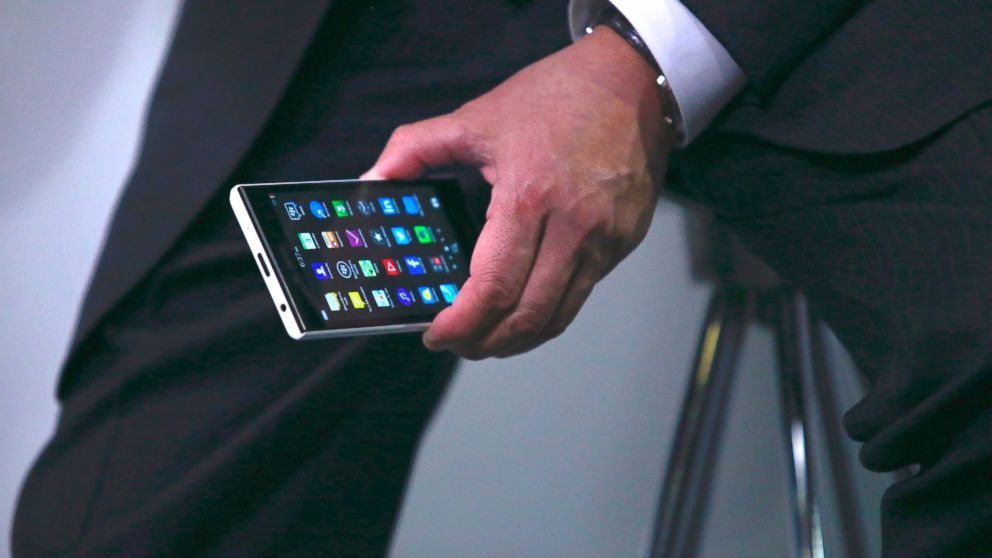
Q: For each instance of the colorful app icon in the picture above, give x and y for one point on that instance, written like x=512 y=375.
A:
x=388 y=206
x=308 y=241
x=341 y=208
x=401 y=235
x=423 y=233
x=411 y=205
x=345 y=269
x=390 y=266
x=378 y=236
x=368 y=268
x=319 y=210
x=293 y=210
x=438 y=265
x=381 y=298
x=355 y=238
x=404 y=296
x=357 y=302
x=321 y=270
x=414 y=266
x=448 y=291
x=365 y=207
x=427 y=295
x=331 y=239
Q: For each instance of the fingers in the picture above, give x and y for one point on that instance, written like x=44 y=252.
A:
x=503 y=257
x=579 y=288
x=532 y=320
x=414 y=148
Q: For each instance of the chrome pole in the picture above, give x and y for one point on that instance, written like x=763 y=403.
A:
x=688 y=477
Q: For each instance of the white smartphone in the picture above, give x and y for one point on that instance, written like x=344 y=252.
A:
x=353 y=257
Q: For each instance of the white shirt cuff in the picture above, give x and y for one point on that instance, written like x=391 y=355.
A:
x=702 y=75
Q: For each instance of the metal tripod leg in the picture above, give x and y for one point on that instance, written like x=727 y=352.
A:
x=794 y=367
x=687 y=482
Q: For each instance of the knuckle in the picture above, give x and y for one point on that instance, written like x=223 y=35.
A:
x=525 y=323
x=496 y=293
x=590 y=216
x=554 y=330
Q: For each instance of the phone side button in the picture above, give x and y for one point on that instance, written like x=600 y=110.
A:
x=261 y=262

::::::::::

» ACTION ITEM
Only lines that contain the string "white" count; pick each one out of the records and copy it.

» WRITTEN ANSWER
Q: For each instance of the white smartphone in the picture above, give x and y for one point on that instance, written like x=344 y=252.
Q: For each instance of the white shirt cuff in the picture above, give x and y for one point on that instance, written like x=391 y=355.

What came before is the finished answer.